Being raised Christian, and having long left behind the dogma and fundamentalism of that particular philosophy, I have spent much time trying to figure out my own beliefs.
For a while I decided that Christianity and religion were inherently destructive and useless, before I came to terms with, and found meaning in, the pain it caused me. Its a strange thing finding meaning and truth in something that hurt you – I feel that although religion gave me a lot of issues and hang-ups and confusion, it also gave me a certain philosophic and spiritual structure which I would not sacrifice.
I then settled on the perspective of ‘each to his or her own’; if Christ compensates you for some sort of psychological need – a comfort blanket or sense of wonder for example – then so be it. Perhaps it is useful. ?
Recently, though, I’ve come across a book called “Answer To Job” by the extremely influential 20th century psychologist Carl Jung. In this book he explores God as an evolving moral personality who, in the Old Testament, is largely unconscious of himself and acts without self-examination. Jung argues that although he was omniscient, he rarely consulted this supreme knowledge as he was incapable of self reflection. Hence the contradiction in the Bible of him being omniscient yet constantly surprised by humanity’s disobedience. Jung then goes on to argue that eventually, the need arose for God to be self reflective, hence bringing himself into the world as a human – Christ.
This is a ridiculously short summary; if you’re interested, go read the book. It is much more profound than anything I could write in a blog.
The point I’m trying to make is that, I can feel my philosophy on religion shifting yet again. This is a new perspective, one I’ve never come across, which posits God as a culturally psychological necessity. Is God necessary for humanity? I’m starting to wonder if he is…
Anyway,
Below is an excerpt from another of Jung’s books, “Memories, Dreams, Reflections”. It puts into words an intuition that I’ve never been able to shake, despite trying to mire myself in rational thinking… I just can’t help being an agnostic.

_Your goal:_
Resume the blog post on the writer's changing views of religion and Carl Jung, continuing after its final sentence.

_Supplied material:_
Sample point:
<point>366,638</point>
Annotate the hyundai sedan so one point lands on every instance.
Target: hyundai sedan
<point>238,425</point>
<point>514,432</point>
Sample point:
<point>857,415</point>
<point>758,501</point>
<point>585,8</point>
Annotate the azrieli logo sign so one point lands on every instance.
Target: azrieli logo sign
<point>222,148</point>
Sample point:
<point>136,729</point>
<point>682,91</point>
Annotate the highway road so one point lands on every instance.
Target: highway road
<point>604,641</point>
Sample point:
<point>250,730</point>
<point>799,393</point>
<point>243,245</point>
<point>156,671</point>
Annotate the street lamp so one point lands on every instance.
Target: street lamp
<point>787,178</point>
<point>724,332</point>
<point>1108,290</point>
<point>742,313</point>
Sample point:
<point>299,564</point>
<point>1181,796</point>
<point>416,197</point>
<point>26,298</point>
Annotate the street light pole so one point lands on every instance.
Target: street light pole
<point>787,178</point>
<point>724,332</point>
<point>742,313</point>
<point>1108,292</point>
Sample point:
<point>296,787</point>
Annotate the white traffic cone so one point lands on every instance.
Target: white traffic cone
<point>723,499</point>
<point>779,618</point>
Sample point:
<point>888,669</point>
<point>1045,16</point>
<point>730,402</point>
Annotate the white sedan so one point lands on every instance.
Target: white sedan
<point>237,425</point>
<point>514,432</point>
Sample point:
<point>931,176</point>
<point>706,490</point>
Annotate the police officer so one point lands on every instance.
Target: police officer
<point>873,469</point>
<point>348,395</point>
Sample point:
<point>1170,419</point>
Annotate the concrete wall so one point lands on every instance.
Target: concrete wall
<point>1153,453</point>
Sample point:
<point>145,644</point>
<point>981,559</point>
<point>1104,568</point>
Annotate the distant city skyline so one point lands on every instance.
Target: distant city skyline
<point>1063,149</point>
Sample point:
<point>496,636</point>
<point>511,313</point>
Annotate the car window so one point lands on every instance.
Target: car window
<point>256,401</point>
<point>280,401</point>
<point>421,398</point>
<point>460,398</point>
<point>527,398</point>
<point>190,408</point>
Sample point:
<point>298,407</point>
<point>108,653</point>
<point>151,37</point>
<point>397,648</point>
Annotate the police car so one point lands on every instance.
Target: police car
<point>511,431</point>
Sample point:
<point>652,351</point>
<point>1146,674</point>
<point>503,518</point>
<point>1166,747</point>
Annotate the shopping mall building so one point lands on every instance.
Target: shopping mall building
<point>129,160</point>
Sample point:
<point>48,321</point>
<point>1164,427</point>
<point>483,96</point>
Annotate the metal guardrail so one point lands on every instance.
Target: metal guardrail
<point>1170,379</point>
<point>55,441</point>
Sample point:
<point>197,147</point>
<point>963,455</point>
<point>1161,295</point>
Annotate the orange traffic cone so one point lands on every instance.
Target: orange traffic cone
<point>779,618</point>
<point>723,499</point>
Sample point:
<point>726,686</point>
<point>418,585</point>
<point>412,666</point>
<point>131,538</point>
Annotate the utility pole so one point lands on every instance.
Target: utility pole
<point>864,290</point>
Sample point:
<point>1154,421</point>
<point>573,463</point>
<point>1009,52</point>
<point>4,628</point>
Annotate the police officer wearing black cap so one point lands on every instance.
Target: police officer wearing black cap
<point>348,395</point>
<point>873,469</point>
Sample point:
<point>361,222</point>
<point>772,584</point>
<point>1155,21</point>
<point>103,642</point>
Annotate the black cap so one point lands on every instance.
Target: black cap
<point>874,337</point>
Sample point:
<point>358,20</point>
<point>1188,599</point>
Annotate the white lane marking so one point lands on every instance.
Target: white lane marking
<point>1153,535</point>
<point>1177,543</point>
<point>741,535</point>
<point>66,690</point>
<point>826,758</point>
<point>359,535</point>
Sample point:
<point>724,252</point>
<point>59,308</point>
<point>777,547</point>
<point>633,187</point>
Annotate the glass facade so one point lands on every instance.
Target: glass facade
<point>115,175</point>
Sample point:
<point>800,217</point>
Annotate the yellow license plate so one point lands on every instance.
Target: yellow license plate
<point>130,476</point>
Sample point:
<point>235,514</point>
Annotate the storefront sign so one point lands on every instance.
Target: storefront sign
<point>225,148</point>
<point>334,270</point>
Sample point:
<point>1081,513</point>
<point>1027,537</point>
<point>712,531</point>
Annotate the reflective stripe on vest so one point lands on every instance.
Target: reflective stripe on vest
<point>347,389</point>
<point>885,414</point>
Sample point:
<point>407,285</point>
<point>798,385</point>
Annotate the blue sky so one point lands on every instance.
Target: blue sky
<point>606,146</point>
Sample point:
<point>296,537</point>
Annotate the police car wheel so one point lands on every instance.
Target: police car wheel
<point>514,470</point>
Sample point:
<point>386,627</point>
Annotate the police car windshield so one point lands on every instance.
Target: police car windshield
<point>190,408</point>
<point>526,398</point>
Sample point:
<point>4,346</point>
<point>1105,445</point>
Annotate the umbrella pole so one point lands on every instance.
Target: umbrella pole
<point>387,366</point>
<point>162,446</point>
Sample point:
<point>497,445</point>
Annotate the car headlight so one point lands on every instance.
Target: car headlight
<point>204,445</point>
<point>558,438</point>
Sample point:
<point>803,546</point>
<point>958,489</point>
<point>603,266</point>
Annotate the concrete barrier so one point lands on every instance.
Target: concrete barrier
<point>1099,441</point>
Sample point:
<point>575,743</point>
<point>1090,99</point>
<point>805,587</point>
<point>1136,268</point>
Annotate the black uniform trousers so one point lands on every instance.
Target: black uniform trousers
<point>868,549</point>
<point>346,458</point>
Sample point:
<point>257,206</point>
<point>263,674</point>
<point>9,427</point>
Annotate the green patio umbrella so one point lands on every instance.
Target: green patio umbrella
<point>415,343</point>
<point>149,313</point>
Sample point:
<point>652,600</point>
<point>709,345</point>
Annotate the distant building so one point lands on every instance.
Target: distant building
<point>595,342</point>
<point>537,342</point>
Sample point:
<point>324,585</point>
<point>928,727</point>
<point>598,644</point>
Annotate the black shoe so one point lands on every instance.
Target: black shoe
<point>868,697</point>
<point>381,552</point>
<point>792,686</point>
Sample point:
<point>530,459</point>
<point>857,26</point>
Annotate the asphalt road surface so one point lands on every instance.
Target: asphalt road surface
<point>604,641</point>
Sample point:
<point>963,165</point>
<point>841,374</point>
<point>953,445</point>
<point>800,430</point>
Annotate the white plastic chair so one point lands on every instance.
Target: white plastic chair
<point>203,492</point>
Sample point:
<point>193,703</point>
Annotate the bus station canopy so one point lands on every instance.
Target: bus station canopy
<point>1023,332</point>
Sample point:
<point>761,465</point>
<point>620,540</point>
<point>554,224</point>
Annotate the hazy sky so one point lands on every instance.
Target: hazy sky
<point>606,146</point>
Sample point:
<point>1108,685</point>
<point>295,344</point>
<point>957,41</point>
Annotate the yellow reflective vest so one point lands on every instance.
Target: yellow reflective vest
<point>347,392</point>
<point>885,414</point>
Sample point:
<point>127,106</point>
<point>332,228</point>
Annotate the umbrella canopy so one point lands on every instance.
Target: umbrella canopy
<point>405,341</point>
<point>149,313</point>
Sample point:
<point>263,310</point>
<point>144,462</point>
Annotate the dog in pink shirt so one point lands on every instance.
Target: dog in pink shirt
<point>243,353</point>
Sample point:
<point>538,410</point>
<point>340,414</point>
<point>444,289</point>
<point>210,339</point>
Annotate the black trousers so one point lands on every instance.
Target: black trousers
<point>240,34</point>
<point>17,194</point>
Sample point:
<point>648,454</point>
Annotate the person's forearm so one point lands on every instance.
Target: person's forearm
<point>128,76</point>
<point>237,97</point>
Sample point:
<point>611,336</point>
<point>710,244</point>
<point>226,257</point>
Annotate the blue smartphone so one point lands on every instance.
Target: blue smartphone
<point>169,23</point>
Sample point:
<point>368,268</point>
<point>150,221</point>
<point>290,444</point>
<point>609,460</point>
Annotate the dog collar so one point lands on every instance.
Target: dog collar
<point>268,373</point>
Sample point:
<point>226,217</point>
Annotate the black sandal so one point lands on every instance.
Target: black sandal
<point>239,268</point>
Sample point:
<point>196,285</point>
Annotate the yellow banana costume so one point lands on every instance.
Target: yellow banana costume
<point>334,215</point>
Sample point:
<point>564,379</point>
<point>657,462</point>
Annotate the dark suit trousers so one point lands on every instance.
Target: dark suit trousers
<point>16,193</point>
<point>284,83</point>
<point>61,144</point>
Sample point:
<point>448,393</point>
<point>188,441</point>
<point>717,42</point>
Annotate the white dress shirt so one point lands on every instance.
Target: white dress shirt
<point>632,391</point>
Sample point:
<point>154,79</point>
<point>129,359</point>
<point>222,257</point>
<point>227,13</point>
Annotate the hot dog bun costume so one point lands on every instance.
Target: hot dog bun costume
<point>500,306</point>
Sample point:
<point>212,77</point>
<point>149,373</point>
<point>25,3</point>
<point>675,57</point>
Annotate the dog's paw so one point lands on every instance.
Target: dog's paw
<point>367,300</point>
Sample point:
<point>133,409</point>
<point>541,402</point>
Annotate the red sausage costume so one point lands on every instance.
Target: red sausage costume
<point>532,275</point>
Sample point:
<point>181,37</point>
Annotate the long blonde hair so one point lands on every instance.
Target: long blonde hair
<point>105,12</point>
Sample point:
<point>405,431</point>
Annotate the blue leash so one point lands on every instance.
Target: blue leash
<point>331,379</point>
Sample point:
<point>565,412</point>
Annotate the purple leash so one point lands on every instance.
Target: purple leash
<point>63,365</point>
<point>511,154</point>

_Exercise result:_
“If the Creator were conscious of Himself, He would not need conscious creatures; nor is it probable that the extremely indirect methods of creation, which squander millions of years upon the development of countless species and creatures, are the outcome of purposeful intention.
Natural history tells us of a haphazard and casual transformation of species over hundreds of millions of years of devouring and being devoured. The biological and political history of man is an elaborate repetition of the same thing.
But the history of the mind offers a different picture. Here the miracle of reflecting consciousness intervenes — the second cosmogony [ed. note: what Teilhard de Chardin called the origin of the “noosphere,” the layer of “mind”]. The importance of consciousness is so great that one cannot help suspecting the element of meaning to be concealed somewhere within all the monstrous, apparently senseless biological turmoil, and that the road to its manifestation was ultimately found on the level of warm-blooded vertebrates possessed of a differentiated brain — found as if by chance, unintended and unforeseen, and yet somehow sensed, felt and groped for out of some dark urge.”